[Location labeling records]

◆ ◆ ◆ ◆

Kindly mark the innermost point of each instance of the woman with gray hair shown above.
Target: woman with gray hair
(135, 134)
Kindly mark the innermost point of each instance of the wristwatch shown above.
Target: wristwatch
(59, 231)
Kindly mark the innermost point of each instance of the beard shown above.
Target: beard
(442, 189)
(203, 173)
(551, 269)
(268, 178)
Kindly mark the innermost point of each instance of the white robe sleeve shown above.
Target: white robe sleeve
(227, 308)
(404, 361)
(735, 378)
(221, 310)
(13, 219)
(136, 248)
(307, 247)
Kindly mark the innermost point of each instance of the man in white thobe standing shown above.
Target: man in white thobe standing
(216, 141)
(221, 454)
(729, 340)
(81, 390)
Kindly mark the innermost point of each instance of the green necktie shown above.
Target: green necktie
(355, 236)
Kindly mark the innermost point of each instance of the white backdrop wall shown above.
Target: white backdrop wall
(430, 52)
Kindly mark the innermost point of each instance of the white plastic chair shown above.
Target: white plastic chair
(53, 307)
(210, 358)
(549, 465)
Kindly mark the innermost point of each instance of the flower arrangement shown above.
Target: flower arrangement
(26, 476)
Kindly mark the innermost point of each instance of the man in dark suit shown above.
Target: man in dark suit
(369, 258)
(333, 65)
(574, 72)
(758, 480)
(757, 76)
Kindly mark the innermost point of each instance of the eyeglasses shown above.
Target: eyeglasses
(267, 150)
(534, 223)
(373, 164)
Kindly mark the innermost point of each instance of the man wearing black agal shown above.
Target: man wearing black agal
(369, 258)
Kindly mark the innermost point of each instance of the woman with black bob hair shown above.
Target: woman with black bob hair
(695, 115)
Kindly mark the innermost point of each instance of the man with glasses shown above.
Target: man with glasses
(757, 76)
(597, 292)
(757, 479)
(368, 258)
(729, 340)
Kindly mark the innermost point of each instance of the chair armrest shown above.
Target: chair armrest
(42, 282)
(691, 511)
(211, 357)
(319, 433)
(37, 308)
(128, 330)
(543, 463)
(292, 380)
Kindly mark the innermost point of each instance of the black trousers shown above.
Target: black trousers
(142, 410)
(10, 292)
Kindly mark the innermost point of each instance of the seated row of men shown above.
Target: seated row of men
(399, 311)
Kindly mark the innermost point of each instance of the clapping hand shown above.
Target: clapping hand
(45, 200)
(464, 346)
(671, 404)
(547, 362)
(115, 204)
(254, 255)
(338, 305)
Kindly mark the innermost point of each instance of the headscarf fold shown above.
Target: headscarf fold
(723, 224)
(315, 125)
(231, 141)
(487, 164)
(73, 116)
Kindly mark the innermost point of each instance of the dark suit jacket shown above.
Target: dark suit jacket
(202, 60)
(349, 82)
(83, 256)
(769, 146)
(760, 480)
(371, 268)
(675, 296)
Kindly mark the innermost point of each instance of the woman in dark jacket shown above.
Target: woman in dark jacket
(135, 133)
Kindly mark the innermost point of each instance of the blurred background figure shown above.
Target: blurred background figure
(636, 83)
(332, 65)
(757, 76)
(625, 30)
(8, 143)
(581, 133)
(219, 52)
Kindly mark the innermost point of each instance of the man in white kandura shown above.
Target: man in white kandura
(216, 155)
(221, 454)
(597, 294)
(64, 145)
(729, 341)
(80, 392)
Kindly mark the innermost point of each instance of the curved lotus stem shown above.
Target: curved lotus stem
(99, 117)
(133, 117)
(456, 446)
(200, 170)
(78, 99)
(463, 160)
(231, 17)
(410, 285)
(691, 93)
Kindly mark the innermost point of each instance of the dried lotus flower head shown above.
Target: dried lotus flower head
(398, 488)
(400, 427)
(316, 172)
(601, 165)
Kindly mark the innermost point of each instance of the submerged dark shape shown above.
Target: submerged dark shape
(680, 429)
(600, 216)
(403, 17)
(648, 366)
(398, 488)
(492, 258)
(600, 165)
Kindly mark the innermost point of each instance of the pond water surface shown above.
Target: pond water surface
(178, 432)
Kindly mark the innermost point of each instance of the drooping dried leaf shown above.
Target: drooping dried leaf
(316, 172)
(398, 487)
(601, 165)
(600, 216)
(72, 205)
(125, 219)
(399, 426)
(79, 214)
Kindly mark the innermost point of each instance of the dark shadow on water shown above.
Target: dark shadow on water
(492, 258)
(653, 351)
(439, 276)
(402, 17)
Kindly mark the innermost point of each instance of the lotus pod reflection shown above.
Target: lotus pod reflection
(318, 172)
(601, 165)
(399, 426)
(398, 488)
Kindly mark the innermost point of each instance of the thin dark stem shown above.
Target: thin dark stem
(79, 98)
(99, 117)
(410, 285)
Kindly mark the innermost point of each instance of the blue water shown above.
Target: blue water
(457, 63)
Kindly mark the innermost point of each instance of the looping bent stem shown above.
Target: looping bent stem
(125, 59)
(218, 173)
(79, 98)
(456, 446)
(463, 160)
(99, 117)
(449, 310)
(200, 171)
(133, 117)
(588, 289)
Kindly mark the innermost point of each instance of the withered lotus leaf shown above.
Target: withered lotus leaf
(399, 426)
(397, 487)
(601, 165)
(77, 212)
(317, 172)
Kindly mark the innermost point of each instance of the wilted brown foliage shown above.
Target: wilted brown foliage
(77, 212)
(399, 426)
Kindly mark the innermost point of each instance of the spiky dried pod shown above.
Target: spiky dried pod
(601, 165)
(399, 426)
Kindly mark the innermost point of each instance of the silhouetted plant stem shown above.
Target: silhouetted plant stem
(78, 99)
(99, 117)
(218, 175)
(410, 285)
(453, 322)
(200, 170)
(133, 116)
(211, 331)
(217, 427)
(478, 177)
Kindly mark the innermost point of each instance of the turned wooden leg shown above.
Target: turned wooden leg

◆ ◆ ◆ ◆

Rewrite all of the records with each "innermost" renamed to "central", changing nothing else.

Kindly mark the central point of each instance of the woman with gray hair shown above.
Target: woman with gray hair
(135, 134)
Kindly mark the central point of each instance of the wristwatch shown above.
Target: wristwatch
(59, 231)
Kindly mark the central point of each instance of the beard shown above.
Target: beard
(442, 189)
(203, 173)
(551, 269)
(268, 178)
Kindly mark the central point of each instance of the white robe sleeve shown above.
Target: white robe sleeve
(227, 308)
(404, 361)
(735, 378)
(221, 310)
(13, 219)
(136, 248)
(307, 247)
Kindly mark the central point of each instance of the man in white thobe standing shown above.
Target: man in white thobe standing
(216, 141)
(221, 454)
(729, 340)
(81, 390)
Kindly mark the central point of each instance of the green necktie shown above.
Target: green necktie
(355, 236)
Kindly mark the central point of each instance of the white backdrop wall shown above.
Target: white backdrop wall
(430, 52)
Kindly mark the central point of each instance of the white plastic chair shown above.
Target: white plastic chair
(53, 307)
(210, 358)
(549, 465)
Kindly mark the central point of each instance of the flower arrangement shown above.
Target: flower arrangement
(26, 476)
Kindly mark the central point of each instance of the man in dark suit shown above.
Target: man in dark suit
(369, 258)
(333, 65)
(574, 72)
(758, 480)
(757, 76)
Kindly mark the central point of each instance of the eyeglasses shown above.
Target: eyeglasses
(267, 150)
(534, 223)
(373, 164)
Kindly mark the central point of each instance of the man wearing black agal shown above.
Target: man wearing black agal
(369, 258)
Kindly mark the central point of each instance of the woman with black bob hair shown above.
Target: woman with black bob hair
(695, 115)
Kindly mark the central point of each instance of the man with glasses shown above.
Target: man with glasses
(757, 76)
(597, 292)
(757, 479)
(368, 258)
(729, 340)
Kindly mark the central point of each instance of the chair armrest shown above.
Target: chair armrest
(42, 282)
(691, 511)
(211, 357)
(319, 433)
(37, 308)
(128, 330)
(543, 463)
(292, 380)
Kindly mark the central point of each instance of the black trousers shown above.
Target: black trousers
(142, 410)
(10, 292)
Kindly mark the central point of each instance of the seated row of men shown above.
Target: seated row of men
(399, 311)
Kindly mark the central point of each instance of the clapping hand shown above.
Target: clapping hand
(45, 200)
(464, 346)
(671, 404)
(547, 362)
(115, 204)
(254, 255)
(338, 305)
Kindly mark the central point of each instance of the headscarf fold shown above.
Target: headscarf fold
(723, 224)
(315, 125)
(231, 141)
(487, 164)
(73, 116)
Kindly mark the central point of each instance of the dark suit jacket shown above.
Target: dark suit jacket
(202, 60)
(349, 82)
(83, 256)
(769, 146)
(760, 480)
(371, 268)
(675, 296)
Kindly mark the central point of each instance of the woman in dark jacket shown above.
Target: woman in dark jacket
(135, 133)
Kindly mark the central point of each instance of the blurred background figure shown above.
Target: blurred background figure
(636, 83)
(332, 65)
(757, 76)
(625, 30)
(8, 143)
(581, 133)
(219, 52)
Kindly mark the central point of each instance of the man in white kandura shown above.
Target: man in white kandura
(216, 155)
(221, 454)
(597, 294)
(64, 145)
(729, 341)
(80, 392)
Kindly mark the central point of each instance of the curved lotus stem shown above.
Target: curved lotus stem
(99, 117)
(133, 117)
(456, 446)
(200, 170)
(78, 99)
(463, 160)
(231, 17)
(410, 285)
(691, 93)
Kindly mark the central point of each instance of the dried lotus flower head shown above.
Target: dried lotus flower head
(398, 488)
(400, 427)
(316, 172)
(601, 165)
Kindly mark the central point of each instance of the submerged dark shape shown above.
Target: submerged dark shape
(680, 429)
(600, 216)
(403, 17)
(648, 366)
(398, 488)
(492, 258)
(600, 165)
Kindly mark the central point of each instance of the pond water surface shown above.
Target: pond water surface
(178, 432)
Kindly mark the central point of each instance of the drooping dried leaf shown above.
Target: drooping dried leaf
(316, 172)
(398, 487)
(601, 165)
(600, 216)
(72, 205)
(125, 219)
(399, 426)
(79, 214)
Kindly mark the central point of each instance of the dark shadow on water shown above.
Target: dark shadow on water
(492, 258)
(653, 351)
(439, 276)
(402, 17)
Kindly mark the central point of each instance of the lotus pod reflection shown above.
Target: lotus pod reflection
(318, 172)
(601, 165)
(399, 426)
(398, 488)
Kindly mark the central point of each instance of the thin dark stem shown above.
Target: thin dark stem
(79, 98)
(99, 117)
(410, 285)
Kindly mark the central point of each instance of the blue water shown above.
Target: blue water
(457, 63)
Kindly mark the central point of each instance of the looping bent stem shown above.
Target: looping bent stem
(125, 59)
(218, 173)
(79, 98)
(456, 446)
(463, 160)
(99, 117)
(449, 310)
(200, 171)
(133, 117)
(588, 289)
Kindly mark the central point of each instance of the withered lotus leaf shown above.
Target: withered lotus leaf
(399, 426)
(397, 487)
(601, 165)
(77, 212)
(317, 172)
Kindly mark the central point of each instance of the wilted brown foliage shown above.
Target: wilted brown foliage
(77, 212)
(399, 426)
Kindly mark the central point of each instance of the spiky dried pod shown above.
Target: spiky dried pod
(601, 165)
(399, 426)
Kindly mark the central point of each instance of the silhouetted plant stem shown above.
Target: silhouetted plant stem
(78, 99)
(99, 117)
(218, 175)
(410, 285)
(453, 322)
(200, 170)
(133, 116)
(211, 331)
(217, 427)
(478, 177)
Kindly mark the central point of each instance of the turned wooden leg shown above.
Target: turned wooden leg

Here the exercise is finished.